__Texte fourni__.
Le Livre de la mutation de fortune
Le Livre de la mutation de fortune est un texte poétique de Christine de Pizan de 1403[1] - [2]. Il constitue le récit d'une femme qui indique avoir été transformée en homme à la suite de la mort de son mari et, à ce titre, est un texte précurseur en ce qui concerne le changement d'identité de genre (transidentité).
Description
Christine de Pizan écrit ce poème de 23 636 vers en 1403 avec une optique autobiographique sur le mode allégorique. La narratrice du texte raconte être devenue un homme après la mort de son mari afin de devenir écrivaine, dans une tentative de justification d'avoir entrepris une activité jugée virile comme l'écriture[3].
Le changement d'identité de genre de la narratrice, répétant à de multiples reprises être un homme, en fait un texte précurseur des questions de transidentité dans la littérature médiévale française[4].

__Extrait de données__.
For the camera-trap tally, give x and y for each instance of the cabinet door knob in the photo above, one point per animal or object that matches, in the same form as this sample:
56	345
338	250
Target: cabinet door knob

__Exercice court__.
Poursuivez le texte sur Le Livre de la mutation de fortune à partir de sa dernière phrase.

__Réponse rédigée__.
- Vous diray qui je suis
- Qui de femelle devint masle
- Par fortune qu'ainsi le voult
- Si me mua et corps et voult
- En homme naturel parfaict :
- Et jadis fut femme de fait
- Homme suis je ne mens pas[5],
Avant d'aborder le sujet de sa transformation, la narratrice cite deux autres cas de transformation de femmes en hommes : Tiresias et Yplis (l'Iphis du poète Ovide).
L'autrice et la narratrice ont en commun le prénom de Christine. Le texte énumère les transformations successives opérées par le personnage de Fortune. La narratrice indique avoir été transformée en homme par Fortune après le décès de son mari survenu dans un naufrage alors qu'elle est âgée de 25 ans et déjà mère. Elle insiste sur le fait que 13 ans après, elle est et demeure un homme[4].
Fortune a opéré la métamorphose en touchant chaque partie du corps de la narratrice, jusqu'à la transformer intégralement en homme. Elle affirme également être en tous points comme son père, lui ressemblant, le sexe en moins. Cette transformation de la narratrice, contrairement à la métamorphose décrite dans L'Ovide moralisé s'opère de l'extérieur vers l'intérieur, l'apparence de la narratrice devenant conforme à son âme intérieure masculine[6] - [7].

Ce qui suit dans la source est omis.